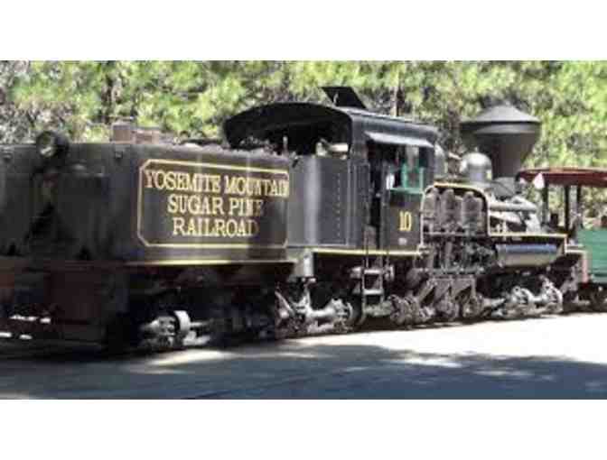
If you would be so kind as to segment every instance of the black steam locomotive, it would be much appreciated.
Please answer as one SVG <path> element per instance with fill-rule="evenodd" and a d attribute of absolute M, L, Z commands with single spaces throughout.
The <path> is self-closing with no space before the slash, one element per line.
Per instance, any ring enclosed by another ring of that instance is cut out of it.
<path fill-rule="evenodd" d="M 0 330 L 173 347 L 561 311 L 584 251 L 515 179 L 538 120 L 490 108 L 455 158 L 325 91 L 238 114 L 222 142 L 122 124 L 0 147 Z"/>

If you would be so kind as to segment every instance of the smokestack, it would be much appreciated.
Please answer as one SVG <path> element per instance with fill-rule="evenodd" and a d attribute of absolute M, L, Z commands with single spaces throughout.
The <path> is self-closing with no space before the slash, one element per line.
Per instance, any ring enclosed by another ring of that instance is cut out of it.
<path fill-rule="evenodd" d="M 460 131 L 466 148 L 490 157 L 494 179 L 514 178 L 539 139 L 541 124 L 510 105 L 500 105 L 462 122 Z"/>

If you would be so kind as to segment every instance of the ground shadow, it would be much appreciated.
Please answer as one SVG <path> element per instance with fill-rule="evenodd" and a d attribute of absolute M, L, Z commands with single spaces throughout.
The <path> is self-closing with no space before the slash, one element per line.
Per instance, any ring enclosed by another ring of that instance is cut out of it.
<path fill-rule="evenodd" d="M 0 360 L 1 398 L 604 398 L 607 365 L 286 341 Z"/>

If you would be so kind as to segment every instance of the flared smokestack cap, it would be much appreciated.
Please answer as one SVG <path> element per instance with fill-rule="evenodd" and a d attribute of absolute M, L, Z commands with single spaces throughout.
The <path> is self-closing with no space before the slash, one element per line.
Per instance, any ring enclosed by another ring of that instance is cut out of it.
<path fill-rule="evenodd" d="M 462 122 L 460 132 L 466 148 L 476 148 L 490 157 L 494 178 L 513 178 L 539 139 L 541 123 L 509 104 L 501 104 Z"/>

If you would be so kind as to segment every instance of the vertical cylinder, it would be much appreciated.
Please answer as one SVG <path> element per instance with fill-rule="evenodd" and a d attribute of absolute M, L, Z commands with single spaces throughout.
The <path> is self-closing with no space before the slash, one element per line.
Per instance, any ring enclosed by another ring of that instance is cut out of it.
<path fill-rule="evenodd" d="M 550 220 L 549 187 L 546 183 L 542 189 L 542 224 L 547 224 Z"/>

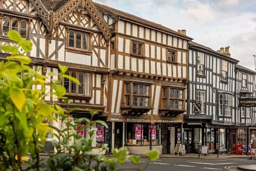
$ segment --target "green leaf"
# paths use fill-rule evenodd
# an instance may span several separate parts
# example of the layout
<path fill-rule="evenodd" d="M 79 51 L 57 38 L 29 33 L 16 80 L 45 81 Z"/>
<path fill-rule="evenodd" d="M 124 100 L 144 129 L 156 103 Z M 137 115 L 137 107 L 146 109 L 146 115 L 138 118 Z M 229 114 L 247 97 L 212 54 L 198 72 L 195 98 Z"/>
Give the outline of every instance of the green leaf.
<path fill-rule="evenodd" d="M 23 55 L 13 55 L 7 57 L 7 59 L 17 59 L 25 64 L 29 64 L 31 61 L 31 59 L 29 57 Z"/>
<path fill-rule="evenodd" d="M 156 150 L 147 152 L 145 155 L 148 157 L 151 161 L 157 160 L 159 158 L 159 152 Z"/>
<path fill-rule="evenodd" d="M 26 52 L 29 52 L 32 50 L 33 44 L 30 41 L 22 40 L 19 42 L 18 44 Z"/>
<path fill-rule="evenodd" d="M 73 77 L 71 77 L 69 75 L 63 75 L 63 77 L 65 78 L 68 78 L 69 79 L 70 79 L 72 81 L 75 82 L 75 83 L 78 84 L 79 86 L 81 86 L 81 84 L 80 83 L 79 81 L 78 81 L 78 80 L 76 78 L 75 78 Z"/>
<path fill-rule="evenodd" d="M 6 52 L 16 54 L 18 53 L 18 48 L 11 45 L 4 45 L 1 47 L 1 49 Z"/>
<path fill-rule="evenodd" d="M 17 42 L 22 40 L 22 36 L 17 31 L 14 30 L 12 30 L 8 33 L 8 37 L 11 40 Z"/>
<path fill-rule="evenodd" d="M 140 164 L 140 161 L 139 160 L 140 157 L 136 156 L 131 156 L 130 159 L 131 161 L 135 164 Z"/>
<path fill-rule="evenodd" d="M 16 88 L 10 88 L 9 93 L 12 102 L 17 109 L 21 112 L 26 101 L 24 93 L 21 89 Z"/>
<path fill-rule="evenodd" d="M 105 127 L 108 127 L 108 124 L 104 121 L 100 120 L 96 120 L 93 121 L 93 123 L 100 123 L 104 125 Z"/>
<path fill-rule="evenodd" d="M 62 74 L 64 74 L 66 73 L 67 71 L 68 71 L 68 67 L 65 66 L 62 66 L 60 65 L 58 65 L 59 70 Z"/>
<path fill-rule="evenodd" d="M 53 84 L 52 88 L 55 91 L 53 94 L 55 94 L 58 98 L 62 97 L 65 95 L 66 89 L 63 86 L 60 84 Z"/>

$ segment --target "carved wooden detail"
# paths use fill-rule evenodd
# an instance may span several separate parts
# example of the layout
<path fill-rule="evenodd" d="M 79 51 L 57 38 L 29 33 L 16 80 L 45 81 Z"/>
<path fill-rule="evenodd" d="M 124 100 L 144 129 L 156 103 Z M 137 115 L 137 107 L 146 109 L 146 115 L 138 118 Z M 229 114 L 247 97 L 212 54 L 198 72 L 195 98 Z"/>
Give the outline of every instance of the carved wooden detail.
<path fill-rule="evenodd" d="M 41 0 L 29 0 L 29 2 L 35 8 L 38 15 L 42 19 L 42 21 L 46 25 L 47 29 L 49 30 L 49 19 L 50 14 L 48 10 L 42 3 Z"/>

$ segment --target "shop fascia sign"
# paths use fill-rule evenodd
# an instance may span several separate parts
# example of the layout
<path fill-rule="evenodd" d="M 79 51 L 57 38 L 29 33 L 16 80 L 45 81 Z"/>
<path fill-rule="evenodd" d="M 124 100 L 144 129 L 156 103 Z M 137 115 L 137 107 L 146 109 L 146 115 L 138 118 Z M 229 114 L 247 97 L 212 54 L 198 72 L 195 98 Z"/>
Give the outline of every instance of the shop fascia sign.
<path fill-rule="evenodd" d="M 239 107 L 256 107 L 256 98 L 239 98 Z"/>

-------------------------

> Written problem
Please copy the material word for word, from its start through the line containing "0 330 L 173", with both ends included. Leave the pictures out of your answer.

> Finished task
If you would be so kind as to segment every instance of the black steam locomotive, it would be much appreciated.
Please answer as one SVG <path> element per instance with fill-rule="evenodd" and a d attribute of absolute M, L, Z commands with single spaces throughout.
The <path> is self-closing with no space before the slash, one element per line.
Per instance, any ring enclosed by another ring of that instance is cut out of it.
<path fill-rule="evenodd" d="M 0 330 L 173 347 L 561 311 L 584 251 L 515 179 L 538 120 L 490 108 L 455 158 L 325 91 L 238 114 L 222 142 L 122 124 L 0 147 Z"/>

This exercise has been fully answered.